- **REQUIRED TASK**:
Please rewrite the lines below so that every "photo" becomes "image" and nothing else changes. Leave the pictures out of your version.

- **EXERCISE MATERIAL**:

--- START ---

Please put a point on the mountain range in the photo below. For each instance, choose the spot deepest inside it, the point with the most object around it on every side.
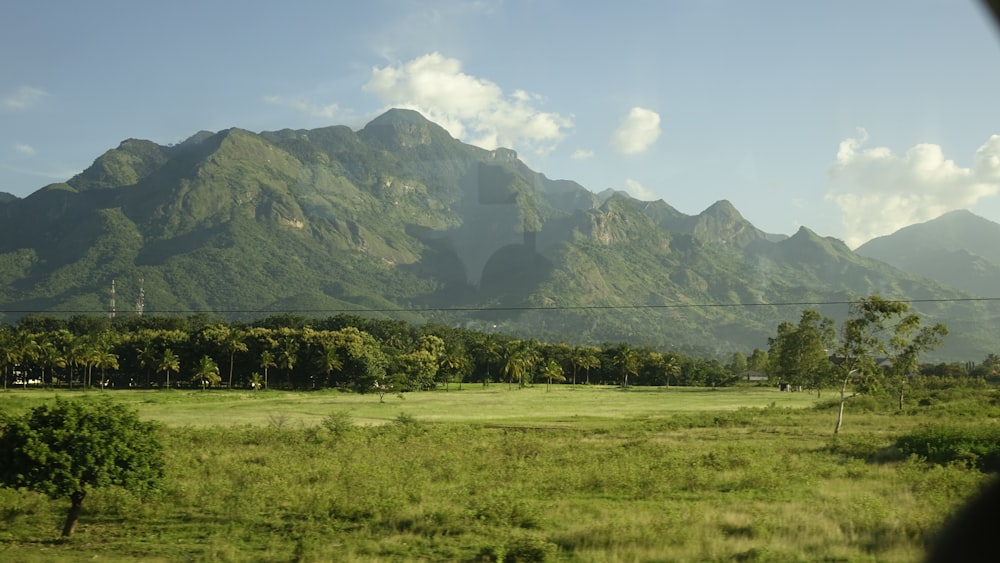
(399, 219)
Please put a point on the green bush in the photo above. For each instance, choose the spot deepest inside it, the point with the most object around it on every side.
(977, 446)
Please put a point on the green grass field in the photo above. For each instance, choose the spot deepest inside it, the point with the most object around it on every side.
(575, 474)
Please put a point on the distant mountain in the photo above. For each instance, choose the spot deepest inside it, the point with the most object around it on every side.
(959, 249)
(400, 219)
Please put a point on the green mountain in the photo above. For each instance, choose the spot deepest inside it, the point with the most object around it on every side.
(959, 249)
(400, 219)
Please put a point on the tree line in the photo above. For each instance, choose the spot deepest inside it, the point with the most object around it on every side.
(344, 351)
(881, 340)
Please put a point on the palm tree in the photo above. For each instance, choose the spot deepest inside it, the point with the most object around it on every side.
(266, 361)
(288, 355)
(232, 342)
(26, 351)
(551, 370)
(168, 363)
(104, 358)
(589, 360)
(625, 357)
(206, 372)
(492, 353)
(49, 357)
(671, 367)
(329, 360)
(147, 359)
(7, 354)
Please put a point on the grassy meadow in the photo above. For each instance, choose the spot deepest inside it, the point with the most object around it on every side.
(579, 473)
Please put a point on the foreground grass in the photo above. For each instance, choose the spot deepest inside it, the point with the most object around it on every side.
(495, 404)
(595, 475)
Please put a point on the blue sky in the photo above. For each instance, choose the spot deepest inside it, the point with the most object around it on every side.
(853, 118)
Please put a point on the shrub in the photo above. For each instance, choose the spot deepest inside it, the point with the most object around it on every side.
(978, 446)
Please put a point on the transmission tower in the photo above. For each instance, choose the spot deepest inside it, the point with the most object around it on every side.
(111, 305)
(140, 302)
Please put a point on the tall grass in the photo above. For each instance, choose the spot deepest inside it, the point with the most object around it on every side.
(449, 484)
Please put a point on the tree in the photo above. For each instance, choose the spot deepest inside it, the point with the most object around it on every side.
(909, 339)
(7, 354)
(168, 363)
(798, 353)
(288, 355)
(625, 358)
(737, 364)
(587, 357)
(550, 370)
(516, 362)
(49, 356)
(671, 367)
(206, 372)
(232, 342)
(266, 361)
(147, 359)
(757, 360)
(68, 449)
(874, 328)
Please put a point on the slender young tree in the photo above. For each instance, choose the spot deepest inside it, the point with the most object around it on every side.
(873, 327)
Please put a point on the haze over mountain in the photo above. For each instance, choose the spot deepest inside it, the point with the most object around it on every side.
(400, 219)
(959, 249)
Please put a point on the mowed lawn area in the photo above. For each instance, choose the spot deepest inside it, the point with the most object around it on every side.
(571, 473)
(496, 404)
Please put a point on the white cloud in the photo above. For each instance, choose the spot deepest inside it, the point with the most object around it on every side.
(22, 98)
(23, 150)
(305, 106)
(880, 192)
(472, 109)
(637, 132)
(638, 191)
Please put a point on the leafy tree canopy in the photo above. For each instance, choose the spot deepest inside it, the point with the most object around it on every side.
(66, 449)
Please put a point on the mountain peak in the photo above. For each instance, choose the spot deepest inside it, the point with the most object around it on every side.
(403, 128)
(722, 208)
(400, 115)
(721, 223)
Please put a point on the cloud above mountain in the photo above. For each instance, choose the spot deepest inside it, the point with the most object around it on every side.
(305, 106)
(879, 192)
(637, 131)
(22, 98)
(474, 110)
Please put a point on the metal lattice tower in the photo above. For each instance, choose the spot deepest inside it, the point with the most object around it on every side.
(111, 304)
(140, 301)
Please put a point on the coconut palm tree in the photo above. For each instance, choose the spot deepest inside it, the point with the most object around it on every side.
(266, 361)
(232, 342)
(168, 363)
(206, 372)
(625, 358)
(550, 370)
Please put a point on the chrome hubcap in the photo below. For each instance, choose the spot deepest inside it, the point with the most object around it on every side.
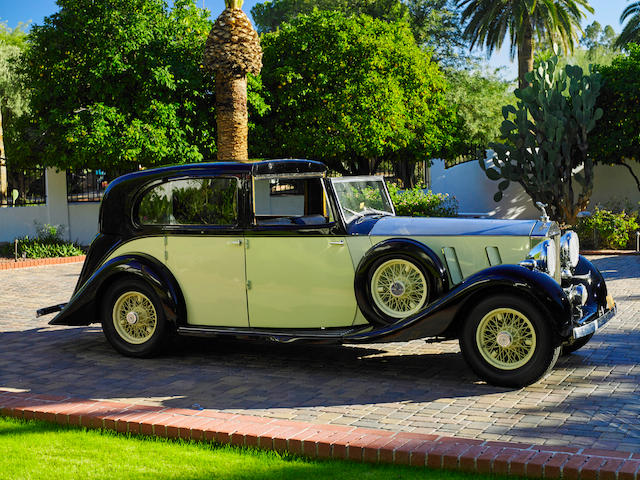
(504, 339)
(397, 289)
(132, 318)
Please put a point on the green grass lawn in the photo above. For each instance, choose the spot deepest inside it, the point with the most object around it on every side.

--- END ---

- **OUTPUT**:
Please put a point on the mountain range in the image below. For each instance, choose the spot deepest inside it, the point with the most object around it on every side.
(399, 219)
Please put a point on the green bush in the image above. For each instance, choose the spot deepest inside it, the point with the most object around it on every side.
(977, 446)
Please put a point on the green grass field in the image above. For each instance, choose the spot deepest inside it, the point with the most object around it on every side.
(575, 474)
Please put a point on the distant mountain in the image above. For each instance, choose the spot deepest inside it, the point with the most object around it on every side.
(959, 249)
(400, 219)
Please put a point on the green mountain in the image above. For each instance, choose the spot deepest inside it, the point with the most object around it on every side.
(959, 249)
(400, 219)
Please put a point on the tree line in the image above. For each instance, choose the spot deepest inside it, the point with the most object around it on every side.
(344, 351)
(881, 340)
Please put a point on the palm tree in the image above. For each instance, choose the spot deepest inside it, the point with the most object around it on every side.
(266, 361)
(288, 355)
(232, 342)
(26, 351)
(551, 370)
(168, 363)
(104, 358)
(589, 360)
(625, 357)
(206, 372)
(492, 353)
(49, 357)
(671, 367)
(329, 360)
(147, 359)
(7, 354)
Please put a point on the grassy meadow in the image above. For each instance, choose the spot deepest inside it, the point with the most object around it on every side.
(579, 473)
Please put a point on the foreground grass in the image above. For each instance, choose the spot deepest inside it, the point with the most object around it on every side.
(495, 404)
(595, 475)
Please put a point on the blue sky in the image above. For each instance, choose the spot deepest inside it, the point with the most object around it on every side.
(853, 118)
Please put a point on the shrub in the image above. For each instance, choose the spot deepest inside it, the point with the most object around it on every side.
(978, 446)
Please put a point on the transmission tower in the image above. For each instance, choose the spot deepest inside it, the point with the most object around it on every side.
(111, 305)
(140, 302)
Please put a point on the tall grass in the image above. For each instance, choose the spot deepest inside it, the point with the most object around it on every side.
(449, 484)
Please put a point on the tree in the image above. For each instance, choose the spot deepest inside it, the point with the most object around it on every side.
(909, 339)
(7, 354)
(168, 363)
(798, 353)
(288, 355)
(625, 358)
(737, 364)
(587, 357)
(550, 370)
(516, 362)
(49, 356)
(671, 367)
(206, 372)
(232, 342)
(266, 361)
(147, 359)
(757, 360)
(68, 449)
(874, 328)
Please put a point on the slender young tree in the image above. For each instance, choose the spot deepest inside it, the point with the most object around it on every side.
(873, 327)
Please put a point on the haze over mountain in the image above. For each instance, choose the spot deepest inside it, the point with the most object around it on every side.
(400, 219)
(959, 249)
Please put a point on the mowed lawn area in the image above. For each instance, choose the spot deepest inside it, the point with the most object around it on every side.
(571, 473)
(496, 404)
Please put a point on the white cloud in the image above. For each instance, choose the spot deepest inside it, the point with the most object around it on every side.
(22, 98)
(23, 150)
(305, 106)
(880, 192)
(472, 109)
(637, 132)
(638, 191)
Please put a point on the leafy tree canopy in the image above. For each instance, choose the spot deepest inside it, the point with the most object around it on every side.
(66, 449)
Please put a point on the mountain peak in the image above. For each instance, choose the spot deepest inside it, the point with the most object around it on every side.
(403, 128)
(722, 208)
(400, 115)
(721, 223)
Please put a point on the cloud above mountain in the image above. For each instance, choose the spot deepest inside it, the point with the most object around it on every side.
(305, 106)
(879, 192)
(637, 131)
(22, 98)
(474, 110)
Please put a point on the metal lattice tower in the image above. For each instance, choose the spot deepest inside it, the point with the most object around it on every side.
(111, 304)
(140, 301)
Please put a point on the coconut palm tree in the image above. For each instance, choose the spot deepest inside it, the point with the most object around it on every side.
(266, 361)
(232, 342)
(168, 363)
(206, 372)
(625, 358)
(550, 370)
Please put a point on the chrome hubcap in the image below. For each instance, choose the spot deepest inside it, the point with the most object around it on every side.
(504, 339)
(397, 289)
(132, 318)
Please put a point on the green grass lawn in the image above. For each instance, choose the spot deepest inside it, the point with the most object around it on every side.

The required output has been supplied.